### Data for processing

|---|

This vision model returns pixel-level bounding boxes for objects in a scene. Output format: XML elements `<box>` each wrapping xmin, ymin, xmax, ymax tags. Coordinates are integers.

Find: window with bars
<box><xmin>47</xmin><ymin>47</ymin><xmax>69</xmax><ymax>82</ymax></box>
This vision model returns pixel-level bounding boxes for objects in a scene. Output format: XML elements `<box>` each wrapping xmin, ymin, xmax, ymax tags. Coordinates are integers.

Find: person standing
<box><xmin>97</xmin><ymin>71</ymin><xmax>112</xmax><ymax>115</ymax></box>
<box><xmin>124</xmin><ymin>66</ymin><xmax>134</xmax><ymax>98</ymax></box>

|---|

Look above for the line containing "Find: window with bars"; reproduce it and every line after it through the end of the material, exactly, and nothing else.

Find: window with bars
<box><xmin>47</xmin><ymin>47</ymin><xmax>69</xmax><ymax>82</ymax></box>
This vision model returns pixel-level bounding boxes for objects in a scene. Output format: XML elements `<box>` each wrapping xmin, ymin, xmax, ymax tags. Coordinates are integers.

Find: person standing
<box><xmin>97</xmin><ymin>71</ymin><xmax>112</xmax><ymax>115</ymax></box>
<box><xmin>124</xmin><ymin>66</ymin><xmax>134</xmax><ymax>98</ymax></box>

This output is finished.